## Excerpted data:
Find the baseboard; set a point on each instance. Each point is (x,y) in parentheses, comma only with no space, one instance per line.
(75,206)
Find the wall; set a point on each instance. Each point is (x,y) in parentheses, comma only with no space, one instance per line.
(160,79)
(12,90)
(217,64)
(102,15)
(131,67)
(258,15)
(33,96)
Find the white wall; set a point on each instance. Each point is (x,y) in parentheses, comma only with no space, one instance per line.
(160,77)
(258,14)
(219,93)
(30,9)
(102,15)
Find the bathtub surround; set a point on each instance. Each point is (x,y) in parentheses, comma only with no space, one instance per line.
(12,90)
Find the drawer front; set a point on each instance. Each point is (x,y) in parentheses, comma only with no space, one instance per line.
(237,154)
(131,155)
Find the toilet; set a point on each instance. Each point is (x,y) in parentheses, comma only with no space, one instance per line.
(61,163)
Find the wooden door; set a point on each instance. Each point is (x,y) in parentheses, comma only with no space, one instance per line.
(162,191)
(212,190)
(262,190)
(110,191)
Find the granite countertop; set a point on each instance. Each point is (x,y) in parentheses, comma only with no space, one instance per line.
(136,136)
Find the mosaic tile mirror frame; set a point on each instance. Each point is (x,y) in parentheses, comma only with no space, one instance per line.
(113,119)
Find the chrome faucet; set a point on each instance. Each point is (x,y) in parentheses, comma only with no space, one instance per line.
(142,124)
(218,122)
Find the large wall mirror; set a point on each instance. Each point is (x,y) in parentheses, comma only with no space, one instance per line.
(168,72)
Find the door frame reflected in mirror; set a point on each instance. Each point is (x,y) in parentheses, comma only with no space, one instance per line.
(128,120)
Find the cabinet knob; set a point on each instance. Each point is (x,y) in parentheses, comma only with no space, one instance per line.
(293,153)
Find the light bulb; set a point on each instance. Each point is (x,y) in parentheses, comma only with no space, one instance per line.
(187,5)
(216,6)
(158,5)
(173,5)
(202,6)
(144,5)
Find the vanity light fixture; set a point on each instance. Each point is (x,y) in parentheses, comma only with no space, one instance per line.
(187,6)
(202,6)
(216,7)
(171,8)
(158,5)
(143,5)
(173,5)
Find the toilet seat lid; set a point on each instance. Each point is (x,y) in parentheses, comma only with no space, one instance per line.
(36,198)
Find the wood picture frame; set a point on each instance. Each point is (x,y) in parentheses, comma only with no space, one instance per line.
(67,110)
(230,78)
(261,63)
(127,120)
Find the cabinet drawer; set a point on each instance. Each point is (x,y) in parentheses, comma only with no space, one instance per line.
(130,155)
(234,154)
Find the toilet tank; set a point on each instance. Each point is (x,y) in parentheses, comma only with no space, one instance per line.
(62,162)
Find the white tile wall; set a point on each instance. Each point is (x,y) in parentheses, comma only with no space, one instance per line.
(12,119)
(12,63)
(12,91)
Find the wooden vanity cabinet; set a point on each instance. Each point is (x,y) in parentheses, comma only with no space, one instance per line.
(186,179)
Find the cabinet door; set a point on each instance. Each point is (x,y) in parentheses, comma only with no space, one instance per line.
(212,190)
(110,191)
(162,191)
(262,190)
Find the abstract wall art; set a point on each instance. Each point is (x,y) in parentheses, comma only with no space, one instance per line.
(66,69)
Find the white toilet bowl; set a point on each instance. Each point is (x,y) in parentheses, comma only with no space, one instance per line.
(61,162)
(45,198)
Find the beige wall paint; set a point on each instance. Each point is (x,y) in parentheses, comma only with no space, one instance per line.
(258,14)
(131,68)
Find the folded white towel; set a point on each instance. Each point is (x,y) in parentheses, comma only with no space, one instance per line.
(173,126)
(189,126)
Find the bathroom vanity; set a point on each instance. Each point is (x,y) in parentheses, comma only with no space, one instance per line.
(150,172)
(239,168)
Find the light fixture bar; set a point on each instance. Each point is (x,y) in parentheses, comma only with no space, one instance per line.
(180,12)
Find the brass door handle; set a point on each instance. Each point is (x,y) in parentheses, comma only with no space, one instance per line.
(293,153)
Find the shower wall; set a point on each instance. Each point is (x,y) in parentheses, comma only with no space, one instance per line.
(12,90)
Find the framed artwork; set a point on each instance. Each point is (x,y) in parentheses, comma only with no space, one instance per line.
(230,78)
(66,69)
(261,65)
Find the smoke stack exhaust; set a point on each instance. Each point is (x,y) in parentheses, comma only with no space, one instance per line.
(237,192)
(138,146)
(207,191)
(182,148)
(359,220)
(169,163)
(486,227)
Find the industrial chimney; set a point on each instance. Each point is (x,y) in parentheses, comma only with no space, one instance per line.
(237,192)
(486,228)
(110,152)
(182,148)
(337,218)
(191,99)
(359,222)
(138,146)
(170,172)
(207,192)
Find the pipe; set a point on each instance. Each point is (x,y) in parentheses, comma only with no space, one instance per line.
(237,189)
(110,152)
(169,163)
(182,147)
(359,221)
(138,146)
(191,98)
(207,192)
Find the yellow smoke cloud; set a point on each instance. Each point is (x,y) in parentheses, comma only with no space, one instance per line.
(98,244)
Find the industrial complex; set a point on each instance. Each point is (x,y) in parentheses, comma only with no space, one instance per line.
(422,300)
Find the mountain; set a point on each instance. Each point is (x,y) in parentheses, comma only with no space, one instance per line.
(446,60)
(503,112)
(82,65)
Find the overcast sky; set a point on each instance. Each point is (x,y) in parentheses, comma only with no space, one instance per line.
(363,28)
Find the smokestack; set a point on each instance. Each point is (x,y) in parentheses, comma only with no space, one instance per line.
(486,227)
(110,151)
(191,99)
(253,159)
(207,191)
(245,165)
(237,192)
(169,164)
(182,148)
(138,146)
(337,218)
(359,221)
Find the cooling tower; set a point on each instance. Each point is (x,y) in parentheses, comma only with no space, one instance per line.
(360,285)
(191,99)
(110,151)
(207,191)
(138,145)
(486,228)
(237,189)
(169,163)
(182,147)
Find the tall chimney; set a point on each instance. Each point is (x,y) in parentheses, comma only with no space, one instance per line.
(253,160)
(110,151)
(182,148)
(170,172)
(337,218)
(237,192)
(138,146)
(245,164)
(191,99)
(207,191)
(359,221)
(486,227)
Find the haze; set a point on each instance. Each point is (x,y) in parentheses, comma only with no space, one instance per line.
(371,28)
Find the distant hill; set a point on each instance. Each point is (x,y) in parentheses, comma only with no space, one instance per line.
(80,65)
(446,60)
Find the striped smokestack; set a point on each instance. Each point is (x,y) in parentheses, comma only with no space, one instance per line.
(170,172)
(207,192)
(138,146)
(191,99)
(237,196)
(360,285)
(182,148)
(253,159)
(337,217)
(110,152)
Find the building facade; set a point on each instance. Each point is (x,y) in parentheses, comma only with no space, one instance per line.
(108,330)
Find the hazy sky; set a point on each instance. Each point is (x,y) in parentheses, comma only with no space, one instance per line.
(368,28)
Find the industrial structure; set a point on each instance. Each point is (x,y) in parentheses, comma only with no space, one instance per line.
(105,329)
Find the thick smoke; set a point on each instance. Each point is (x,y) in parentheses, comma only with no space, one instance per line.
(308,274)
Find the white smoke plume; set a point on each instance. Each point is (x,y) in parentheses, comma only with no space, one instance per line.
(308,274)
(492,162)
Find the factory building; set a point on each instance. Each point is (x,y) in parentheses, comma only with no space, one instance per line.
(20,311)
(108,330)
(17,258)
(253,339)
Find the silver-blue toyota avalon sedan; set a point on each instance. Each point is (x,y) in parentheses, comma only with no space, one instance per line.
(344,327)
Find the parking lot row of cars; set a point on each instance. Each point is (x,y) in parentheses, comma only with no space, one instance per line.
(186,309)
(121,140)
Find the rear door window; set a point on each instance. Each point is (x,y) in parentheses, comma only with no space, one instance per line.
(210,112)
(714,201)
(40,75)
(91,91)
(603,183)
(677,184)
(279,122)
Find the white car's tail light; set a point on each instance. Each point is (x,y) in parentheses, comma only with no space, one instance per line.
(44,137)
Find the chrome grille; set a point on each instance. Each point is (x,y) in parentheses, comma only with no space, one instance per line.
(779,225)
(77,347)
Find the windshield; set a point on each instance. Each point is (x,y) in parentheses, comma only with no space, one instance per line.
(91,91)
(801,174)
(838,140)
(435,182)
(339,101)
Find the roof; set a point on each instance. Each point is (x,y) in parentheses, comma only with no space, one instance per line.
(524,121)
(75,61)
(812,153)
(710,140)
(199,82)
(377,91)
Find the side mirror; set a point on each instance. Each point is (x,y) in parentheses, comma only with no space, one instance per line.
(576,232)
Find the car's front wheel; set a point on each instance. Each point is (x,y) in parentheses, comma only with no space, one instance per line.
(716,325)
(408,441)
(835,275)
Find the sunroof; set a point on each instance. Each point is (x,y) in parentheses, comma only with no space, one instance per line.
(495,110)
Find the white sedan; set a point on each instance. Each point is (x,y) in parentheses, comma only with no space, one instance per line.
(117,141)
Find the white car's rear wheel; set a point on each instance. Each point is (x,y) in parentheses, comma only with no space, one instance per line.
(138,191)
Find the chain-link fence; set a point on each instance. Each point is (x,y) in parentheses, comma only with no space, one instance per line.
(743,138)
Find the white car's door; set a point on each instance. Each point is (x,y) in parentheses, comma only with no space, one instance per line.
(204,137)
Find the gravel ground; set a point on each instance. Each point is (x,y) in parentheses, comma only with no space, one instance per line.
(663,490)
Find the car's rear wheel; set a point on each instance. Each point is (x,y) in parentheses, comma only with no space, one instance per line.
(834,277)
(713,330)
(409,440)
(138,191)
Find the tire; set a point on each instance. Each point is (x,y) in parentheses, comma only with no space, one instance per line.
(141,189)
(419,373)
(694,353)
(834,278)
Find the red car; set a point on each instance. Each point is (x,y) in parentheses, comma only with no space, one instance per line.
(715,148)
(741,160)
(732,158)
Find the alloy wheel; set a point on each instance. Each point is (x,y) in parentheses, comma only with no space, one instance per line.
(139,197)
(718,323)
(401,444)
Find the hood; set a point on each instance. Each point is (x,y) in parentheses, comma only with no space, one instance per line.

## Request:
Set down, word for word, only the lines running from the line with "Find the car's front" to the last line of the listing above. Both of those lines belong in your answer.

## Correct response:
Find the car's front wheel; set a point on each instance. Each point is (x,y) in parentheses, comma only with no space, one instance per line.
(716,325)
(408,441)
(835,275)
Find the sunroof; set a point on each instance. Each point is (x,y) in parentheses, comma only with no space, one instance per line.
(495,110)
Find the white sedan; set a point on each instance. Each point is (x,y) in parentheses, comma only with no space, one instance per line.
(117,141)
Find the white car's rear wheel; set a point on each instance. Each point is (x,y) in parentheses, comma only with no space, one instance per line.
(138,191)
Find the chain-link fence; set a point on each instance. Each point is (x,y) in parentheses, comma only with no space, one instance per line.
(743,138)
Find the white car's door; set a point on each instance. Each point is (x,y) in parentheses, comma only with no space, one instance per line.
(204,137)
Find the gravel ground; set a point on each instance. Each point is (x,y) in parentheses, comma only with no space, one instance per line.
(663,490)
Find the car's rear wheel; set a point on each instance. Each point is (x,y) in parentheses, comma only with no space, one instance per line.
(834,277)
(713,330)
(409,440)
(138,191)
Find the tire; set a point on each instance. Each point is (x,y) in parentheses, comma only with no space, one instance per line.
(141,189)
(419,373)
(694,353)
(834,278)
Find the red car; set a point on each instance. Each point is (x,y) in parentheses, comma only with no space, one instance per line.
(715,148)
(741,160)
(732,158)
Find the alloy wheel; set a point on each instance. Each point is (x,y) in parentheses, comma only with no space, one instance per line.
(139,197)
(718,323)
(401,444)
Find the hood; set a point on each instance. Each point is (x,y) in parentheses, comma only with no space, one instance per line.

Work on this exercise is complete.